Data Visualization: How to Choose the Right Plots with Plot Interpretation

Understanding Data Types and Charts Interpretation

Abdulwasiu Tiamiyu
DataDrivenInvestor

--

Data visualization is the cornerstone of effective data communication. The choice of plots can make or break the clarity and impact of your insights. Join me on a journey to demystify this crucial skill and elevate your data storytelling game.

Photo by Myriam Jessier on Unsplash
Photo by Myriam Jessier on Unsplash

As someone passionate about working with data, I have often envisioned captivating visualizations only to struggle to bring them to life, especially in my early days. This frustration echoed in messages from learners facing the same challenge during my mentoring journey.

These experiences inspired me to write a guide for fellow data enthusiasts, particularly those starting their data careers. This post aims to demystify data visualization, helping you find the perfect plot for any data type. By the end, you’ll feel more confident in creating visually engaging charts that make an impact.

Table of Content

· Understanding Data Types
· Dataset
· Choosing the Right Plots
· 1. Univariate Plots
a. Numerical Variable:
b. Categorical Variable:
· 2. Bivariate Plots
a. Numerical vs Numerical variables:
b. Numerical vs Categorical variables:
c. Categorical vs Categorical variables:
· 3. Multivariate Plots
a. Two numerical and one categorical variables — scatterplot
b. One numerical and two categorical variables — barplot
c(i). One numerical and two categorical variables — point plot
c(ii). One numerical and two categorical variables — boxplot

Understanding Data Types

Data types form the foundation of any data analysis process, playing a crucial role in data understanding and manipulation. In the realm of data science, data can be classified into various types: numerical, categorical, textual, and time-series.

  • Numerical data: This is sometimes referred to as quantitative data and includes continuous and discrete values, often used for quantitative measurements and calculations. Numerical data is further divided into discrete and continuous data types.
    - Discrete data consists of individual, separate values that are distinct and countable, often integers or whole numbers and do not take on any intermediate values between two data points. Examples include; the number of students in a class, the count of cars in a parking lot, or the number of items sold in a store.
    - Continuous data represent measurements that can take any value within a specific range. Examples include; height, weight, and temperature readings.
  • Categorical data: Also known as qualitative data, represents distinct groups or categories. Categorical data is further divided into nominal and ordinal data types
    - Nominal — a categorical type of data where the values represent distinct categories with no inherent order or ranking among them. Examples include; colours, gender (male/female), blood group, or types of animals (e.g., cat, dog, bird)
—————
REQUIRED ACTION A - In the data visualization guide, what led the writer to create it? Answer in one to three sentences.

Stored records:
—————
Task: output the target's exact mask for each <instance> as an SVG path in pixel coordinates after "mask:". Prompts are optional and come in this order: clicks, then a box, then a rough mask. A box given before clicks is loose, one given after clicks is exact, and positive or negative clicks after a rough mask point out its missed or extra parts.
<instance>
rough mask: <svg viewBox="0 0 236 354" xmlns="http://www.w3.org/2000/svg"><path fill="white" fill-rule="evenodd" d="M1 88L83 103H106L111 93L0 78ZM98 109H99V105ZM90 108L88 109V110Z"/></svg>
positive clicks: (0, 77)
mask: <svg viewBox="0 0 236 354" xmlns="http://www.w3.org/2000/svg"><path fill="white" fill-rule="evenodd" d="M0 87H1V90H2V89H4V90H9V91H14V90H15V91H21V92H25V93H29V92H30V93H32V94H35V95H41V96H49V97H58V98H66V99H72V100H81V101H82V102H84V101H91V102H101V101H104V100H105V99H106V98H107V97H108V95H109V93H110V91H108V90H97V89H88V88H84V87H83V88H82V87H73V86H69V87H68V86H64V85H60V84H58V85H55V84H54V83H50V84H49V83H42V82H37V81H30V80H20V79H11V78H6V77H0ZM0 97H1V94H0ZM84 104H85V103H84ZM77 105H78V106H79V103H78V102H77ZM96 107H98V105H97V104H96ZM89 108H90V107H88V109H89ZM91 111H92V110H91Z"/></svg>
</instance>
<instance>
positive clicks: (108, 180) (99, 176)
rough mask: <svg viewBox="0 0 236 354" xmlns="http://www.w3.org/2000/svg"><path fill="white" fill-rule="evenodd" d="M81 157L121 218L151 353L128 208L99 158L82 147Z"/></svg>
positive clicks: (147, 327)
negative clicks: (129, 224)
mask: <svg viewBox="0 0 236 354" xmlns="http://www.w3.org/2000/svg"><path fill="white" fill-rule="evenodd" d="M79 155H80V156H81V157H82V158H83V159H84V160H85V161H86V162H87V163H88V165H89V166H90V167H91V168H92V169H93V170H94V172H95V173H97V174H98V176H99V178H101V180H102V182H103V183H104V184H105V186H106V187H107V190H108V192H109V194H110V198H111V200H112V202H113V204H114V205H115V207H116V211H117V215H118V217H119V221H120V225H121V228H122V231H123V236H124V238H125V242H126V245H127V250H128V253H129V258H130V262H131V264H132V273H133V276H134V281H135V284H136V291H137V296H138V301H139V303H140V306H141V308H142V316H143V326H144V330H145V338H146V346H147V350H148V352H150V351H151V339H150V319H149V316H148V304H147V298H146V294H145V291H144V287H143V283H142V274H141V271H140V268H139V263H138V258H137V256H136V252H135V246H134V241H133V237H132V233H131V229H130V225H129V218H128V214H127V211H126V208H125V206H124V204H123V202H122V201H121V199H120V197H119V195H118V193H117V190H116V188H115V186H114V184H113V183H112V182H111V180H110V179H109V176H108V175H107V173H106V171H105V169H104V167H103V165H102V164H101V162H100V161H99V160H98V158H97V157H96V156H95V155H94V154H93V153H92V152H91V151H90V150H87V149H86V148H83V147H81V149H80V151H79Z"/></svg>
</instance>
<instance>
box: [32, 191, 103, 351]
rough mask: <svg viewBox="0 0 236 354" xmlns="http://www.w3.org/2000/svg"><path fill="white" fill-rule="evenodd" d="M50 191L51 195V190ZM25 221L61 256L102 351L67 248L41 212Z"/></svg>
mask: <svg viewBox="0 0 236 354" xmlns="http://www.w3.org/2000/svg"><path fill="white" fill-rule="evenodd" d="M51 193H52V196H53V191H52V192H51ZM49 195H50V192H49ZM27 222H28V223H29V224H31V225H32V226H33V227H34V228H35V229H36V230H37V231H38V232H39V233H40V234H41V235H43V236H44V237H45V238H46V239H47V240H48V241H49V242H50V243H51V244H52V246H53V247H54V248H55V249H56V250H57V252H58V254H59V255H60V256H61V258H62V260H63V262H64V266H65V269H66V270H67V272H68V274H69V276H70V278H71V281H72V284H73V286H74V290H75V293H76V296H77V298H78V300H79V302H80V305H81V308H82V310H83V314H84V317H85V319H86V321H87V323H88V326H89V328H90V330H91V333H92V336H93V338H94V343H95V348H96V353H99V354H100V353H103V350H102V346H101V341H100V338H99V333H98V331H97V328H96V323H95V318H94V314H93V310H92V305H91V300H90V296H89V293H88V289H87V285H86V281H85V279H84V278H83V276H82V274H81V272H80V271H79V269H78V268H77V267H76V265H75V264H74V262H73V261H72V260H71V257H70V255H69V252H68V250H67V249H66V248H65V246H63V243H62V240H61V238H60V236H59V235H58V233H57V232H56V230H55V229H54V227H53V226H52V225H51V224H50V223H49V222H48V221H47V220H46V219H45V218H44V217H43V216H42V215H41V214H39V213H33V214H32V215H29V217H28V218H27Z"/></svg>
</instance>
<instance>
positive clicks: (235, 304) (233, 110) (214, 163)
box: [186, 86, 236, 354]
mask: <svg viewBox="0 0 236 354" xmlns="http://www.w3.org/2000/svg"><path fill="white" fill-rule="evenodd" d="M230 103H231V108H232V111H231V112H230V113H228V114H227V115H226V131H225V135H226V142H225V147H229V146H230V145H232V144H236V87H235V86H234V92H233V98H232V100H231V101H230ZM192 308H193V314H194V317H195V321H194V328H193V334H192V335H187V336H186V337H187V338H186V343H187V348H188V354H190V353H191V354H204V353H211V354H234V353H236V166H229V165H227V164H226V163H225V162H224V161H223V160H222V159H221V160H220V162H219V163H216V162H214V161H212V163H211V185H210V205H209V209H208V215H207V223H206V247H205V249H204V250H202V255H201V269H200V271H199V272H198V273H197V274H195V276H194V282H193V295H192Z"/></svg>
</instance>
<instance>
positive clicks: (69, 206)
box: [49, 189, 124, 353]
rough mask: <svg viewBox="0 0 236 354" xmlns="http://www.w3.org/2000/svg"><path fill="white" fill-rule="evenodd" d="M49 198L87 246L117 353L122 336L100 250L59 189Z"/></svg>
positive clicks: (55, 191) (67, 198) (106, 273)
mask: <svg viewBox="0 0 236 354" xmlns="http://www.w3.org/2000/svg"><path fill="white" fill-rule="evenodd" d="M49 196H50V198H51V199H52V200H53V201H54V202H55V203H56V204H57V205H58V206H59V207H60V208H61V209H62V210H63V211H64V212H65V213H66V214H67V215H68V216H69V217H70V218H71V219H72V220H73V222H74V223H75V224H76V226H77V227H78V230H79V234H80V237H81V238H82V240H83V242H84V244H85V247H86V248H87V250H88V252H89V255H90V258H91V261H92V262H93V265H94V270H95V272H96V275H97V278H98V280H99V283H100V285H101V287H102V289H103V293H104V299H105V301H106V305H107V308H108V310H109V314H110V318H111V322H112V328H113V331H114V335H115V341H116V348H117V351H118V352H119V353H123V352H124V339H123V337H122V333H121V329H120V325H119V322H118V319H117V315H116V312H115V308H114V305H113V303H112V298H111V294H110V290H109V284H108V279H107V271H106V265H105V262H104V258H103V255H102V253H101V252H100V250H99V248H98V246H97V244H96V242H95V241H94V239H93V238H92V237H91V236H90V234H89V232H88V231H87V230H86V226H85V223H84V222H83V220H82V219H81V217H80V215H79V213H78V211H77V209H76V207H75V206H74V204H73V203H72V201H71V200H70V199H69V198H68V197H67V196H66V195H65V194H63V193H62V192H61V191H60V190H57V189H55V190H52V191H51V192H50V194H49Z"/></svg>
—————
REQUIRED ACTION B - In the records, reproduce only the stretch from the line containing "198L87 246L117 353L122" through the line containing "positive clicks: (55, 191)", swapping "rough mask" for "coarse mask" and leaving everything else unchanged.

EXPECTED OUTPUT A - The writer struggled early on to bring envisioned visualizations to life and later received messages from learners with the same challenge during mentoring. These experiences inspired a guide for fellow data enthusiasts, especially those starting their data careers.

EXPECTED OUTPUT B -
coarse mask: <svg viewBox="0 0 236 354" xmlns="http://www.w3.org/2000/svg"><path fill="white" fill-rule="evenodd" d="M49 198L87 246L117 353L122 336L100 250L59 189Z"/></svg>
positive clicks: (55, 191) (67, 198) (106, 273)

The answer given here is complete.